(Dataset entries)
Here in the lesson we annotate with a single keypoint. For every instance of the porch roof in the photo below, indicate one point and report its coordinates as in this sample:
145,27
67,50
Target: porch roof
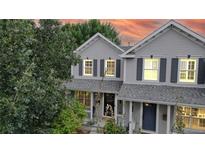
163,94
94,85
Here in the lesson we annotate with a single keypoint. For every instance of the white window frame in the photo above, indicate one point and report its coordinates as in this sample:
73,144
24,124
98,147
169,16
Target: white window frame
108,75
84,61
196,71
158,69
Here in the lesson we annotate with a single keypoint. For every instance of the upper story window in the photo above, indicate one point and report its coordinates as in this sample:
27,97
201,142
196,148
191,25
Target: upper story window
187,70
110,68
193,118
151,69
88,67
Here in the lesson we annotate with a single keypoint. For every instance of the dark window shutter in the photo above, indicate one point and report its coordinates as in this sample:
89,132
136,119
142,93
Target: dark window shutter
102,63
95,65
163,64
80,67
118,68
201,71
139,68
174,70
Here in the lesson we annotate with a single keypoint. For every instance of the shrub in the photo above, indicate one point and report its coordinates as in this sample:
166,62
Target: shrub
112,128
70,118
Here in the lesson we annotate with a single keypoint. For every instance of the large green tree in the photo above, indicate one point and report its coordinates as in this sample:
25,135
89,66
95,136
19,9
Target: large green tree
16,47
81,32
34,59
53,50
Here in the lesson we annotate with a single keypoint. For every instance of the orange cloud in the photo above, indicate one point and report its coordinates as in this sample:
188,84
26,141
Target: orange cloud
133,30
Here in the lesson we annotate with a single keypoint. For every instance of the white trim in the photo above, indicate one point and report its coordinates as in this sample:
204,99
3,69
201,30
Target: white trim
141,115
158,31
115,108
93,38
85,60
196,71
157,119
91,106
168,118
102,104
123,113
105,68
158,70
130,118
124,69
159,102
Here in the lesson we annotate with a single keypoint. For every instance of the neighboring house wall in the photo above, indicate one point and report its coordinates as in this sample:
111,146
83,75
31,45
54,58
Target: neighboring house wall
169,45
99,50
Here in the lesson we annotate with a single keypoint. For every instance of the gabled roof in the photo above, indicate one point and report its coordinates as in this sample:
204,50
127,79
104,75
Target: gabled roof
93,39
171,24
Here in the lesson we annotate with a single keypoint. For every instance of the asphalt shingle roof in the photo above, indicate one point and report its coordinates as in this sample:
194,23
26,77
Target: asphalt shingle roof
125,47
94,85
162,93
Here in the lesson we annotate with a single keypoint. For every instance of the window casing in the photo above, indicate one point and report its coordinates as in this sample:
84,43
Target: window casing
88,67
194,118
187,70
110,68
84,97
151,69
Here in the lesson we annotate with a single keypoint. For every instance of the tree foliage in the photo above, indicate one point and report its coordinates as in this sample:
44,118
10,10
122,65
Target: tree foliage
34,62
70,118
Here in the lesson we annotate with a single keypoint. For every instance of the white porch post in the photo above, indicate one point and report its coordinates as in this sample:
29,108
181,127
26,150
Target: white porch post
157,119
91,106
123,113
130,117
168,118
115,108
102,104
141,115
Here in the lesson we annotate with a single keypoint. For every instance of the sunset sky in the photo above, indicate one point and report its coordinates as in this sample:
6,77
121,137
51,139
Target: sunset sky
132,31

→ Work required
Leave out the pictures and return every record word for word.

→ Written response
Here in the lesson we annotate with a single keypoint. For every instance of the porch roof in the photo below, indicate one point and report its coordinates as in this sample:
145,27
67,50
Target: porch roof
163,94
94,85
Here in the lesson we annotate with a single keypoint. For every instance of the white window frame in the photo above, indicate one point and report its coordinates as in this sample:
73,144
24,124
98,147
169,16
Target: white window frame
108,75
84,61
196,71
158,69
Here in the lesson we annotate with a single keypoint. For every instance of the upper story window in the photo above, indicate one point and report its coordinates as in this sample:
27,97
201,142
196,148
191,25
Target: upper story window
187,70
110,68
193,118
151,69
88,67
Here in the lesson we annotate with a single keypoint. For every instance of the dark window shutter in the photo above, indicate one point and report its coordinates as in this sample:
89,132
136,119
142,93
Target: dark window shutter
102,63
95,65
163,64
80,67
118,68
201,71
139,68
174,70
Here in the lesson we annotate with a single keypoint. For every instance of the shrub in the photo above, indicate one point and report its coordinates as in this sample:
166,62
Target: shrub
112,128
70,118
Here in the lesson we annotate with a single keypoint. For every instance of the large green tree in the photo above, indicate one point and report its coordinates as in this sample:
25,135
89,66
95,136
19,9
Target: large green tree
16,47
81,32
34,59
53,50
Here in the lesson we annotate with a single keypoint. For every instance of the orange cloud in the photo above, indicate one point and report its coordinates as in this sample:
188,84
26,141
Target: orange cloud
133,30
Here in the lesson we annotate with a single keypoint. For every instance of the white trim in the photo above, indicate one point and report its coordinates as in this sample:
204,99
3,69
201,30
Target: white trim
141,115
158,31
115,108
93,38
85,60
196,71
157,119
91,106
168,118
102,104
123,113
105,68
158,70
130,118
124,69
159,102
Here in the lesson we annotate with a single keypoint. For every instance of the neighboring house wall in the photo above, indicate one point and report its coordinates as in this sample:
111,146
83,75
31,45
54,58
Target: neighboring house wall
169,45
99,50
Here in the lesson we annotate with a single keypoint. For every instance of the gabled roof in the photo above, indicate one point and report its coordinates as in this sample:
204,50
127,79
104,75
Target: gabled roof
93,39
171,24
Here in the lesson we annotate with a single keypoint. For every instance of the asphalt shingle roof in the photo above, indicate one point and report its coordinates as in this sample:
194,23
26,77
Target: asphalt shingle roof
125,47
94,85
162,93
Here in the lesson we annotate with a single keypoint. For every instance of the window casing in the photo above, indicate one point and report its coordinates as in this sample:
84,43
Target: window casing
88,67
194,118
187,70
110,68
84,97
151,69
Here in the lesson we annotate with a single keypoint. For every instance of the tree foliage in the photo above, indicate one point and report its coordinates as in this sample:
44,118
10,10
122,65
Target: tree foliage
34,62
70,118
Here in the lesson we annotate with a single keypoint. For every instance of the white porch post in the photo above, indicate one point and report its coordinates as in this sample:
29,108
181,127
26,150
Target: white porch post
157,119
91,106
123,113
130,117
168,118
115,108
102,104
141,115
Here in the lesson we annotate with a single keypoint. For every instance of the sunset sky in the photo above, indicate one point and report its coordinates as in this sample:
6,77
121,137
51,139
Target: sunset sky
132,31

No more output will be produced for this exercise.